··· EXCERPTED TEXT ···
Now, though, with Musk’s people at the computers that control the nation’s payment system, they can simply stop whatever payments they want to.
Wyden continued by reminding Bessent that the press has reported that Musk has previously been “denied a high-level clearance to access the government’s most sensitive secrets. I am concerned that Musk’s enormous business operation in China—a country whose intelligence agencies have stolen vast amounts of sensitive data about Americans, including U.S. government employee data by hacking U.S. government systems—endangers U.S. cybersecurity and creates conflicts of interest that make his access to these systems a national security risk.”
This afternoon, Wyden posted that he has been told that Bessent has given the Department of Government Efficiency full access to the system. “Social Security and Medicare benefits, grants, payments to government contractors, including those that compete directly with Musk's own companies. All of it.”
Josh Marshall of Talking Points Memo posted: “This is more or less like taking the gold from Fort Knox and putting it in Elons basement. Anyone who gets a check from soc sec or anything else[,] he can cut it off or see all y[ou]r personal and financial data.” Pundit Stuart Stevens called it “the most significant data leak in cyber history.”
All three of these factions are focused on destroying the federal government, which, after all, represents the American people through their elected representatives and spends their taxpayer money. Musk, who is an unelected adjunct to Trump, this evening gleefully referred to the civil servants in the government who work for the American people as “the opposing team.”
But something jumps out from the chaos of the past two weeks. Instructions are vague, circumstances are chaotic, and it’s unclear who is making decisions. That confusion makes it hard to enforce laws or sue, although observers note that what’s going on is “illegal and a breach of the constitutional order.”
···
● EXERCISE GOAL
Pick up the excerpt about Musk's people gaining access to the nation's payment system after its last sentence, and continue it in the same voice.
··· RECORDS PROVIDED ···
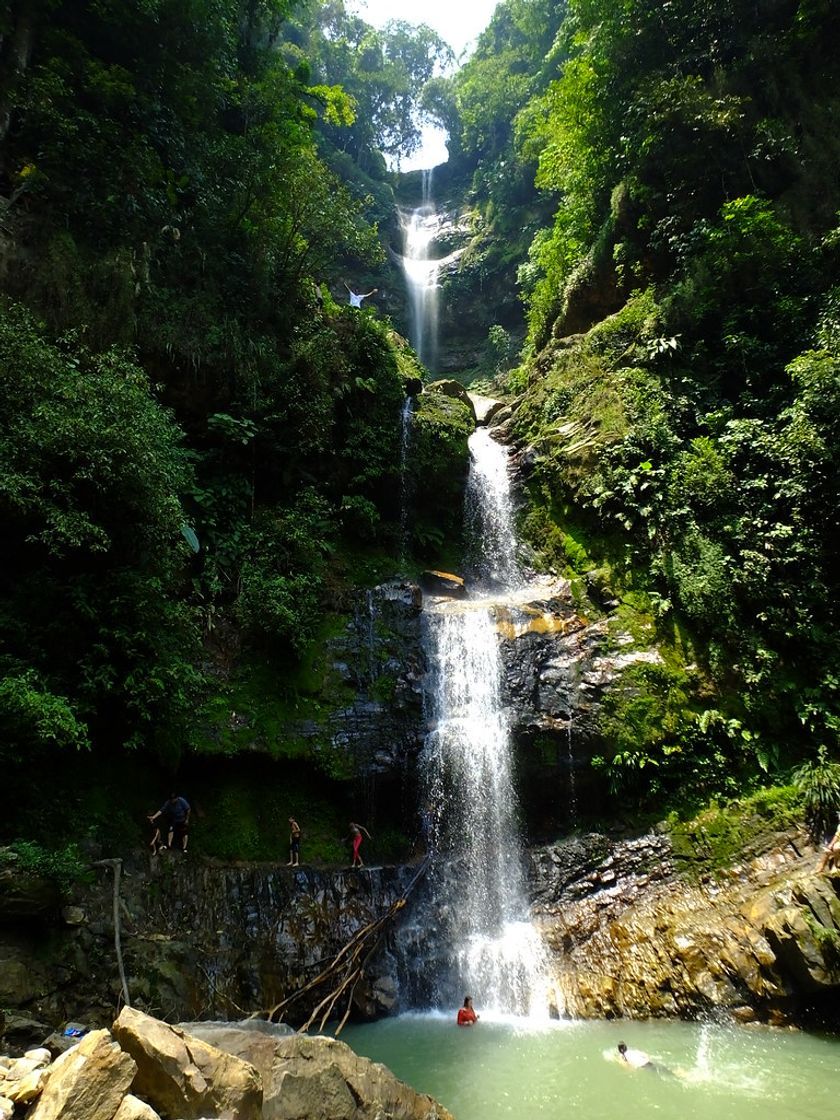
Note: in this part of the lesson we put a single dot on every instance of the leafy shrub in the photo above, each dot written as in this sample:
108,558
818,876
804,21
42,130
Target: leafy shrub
···
● EXERCISE ANSWER
Our federal government rests on the U.S. Constitution. The three different factions of Trump's MAGA Republicans agree that the government must be destroyed, and they are operating outside the constitutional order, not eager to win legal victories so much as determined to slash and burn down the government without them.
Today, senior Washington Post political reporter Aaron Blake noted that while it is traditional for cabinet nominees to pledge that they will refuse to honor illegal presidential orders, at least seven of Trump’s nominees have sidestepped that question. Attorney general nominee Pam Bondi, director of national intelligence nominee Tulsi Gabbard, now-confirmed defense secretary nominee Pete Hegseth, small business administrator nominee Kelly Loeffler, Veterans Affairs secretary nominee Douglas A. Collins, and commerce secretary nominee Howard Lutnick all avoided the question by saying that Trump would never ask them to do anything illegal. FBI director nominee Kash Patel just said he would “always obey the law.”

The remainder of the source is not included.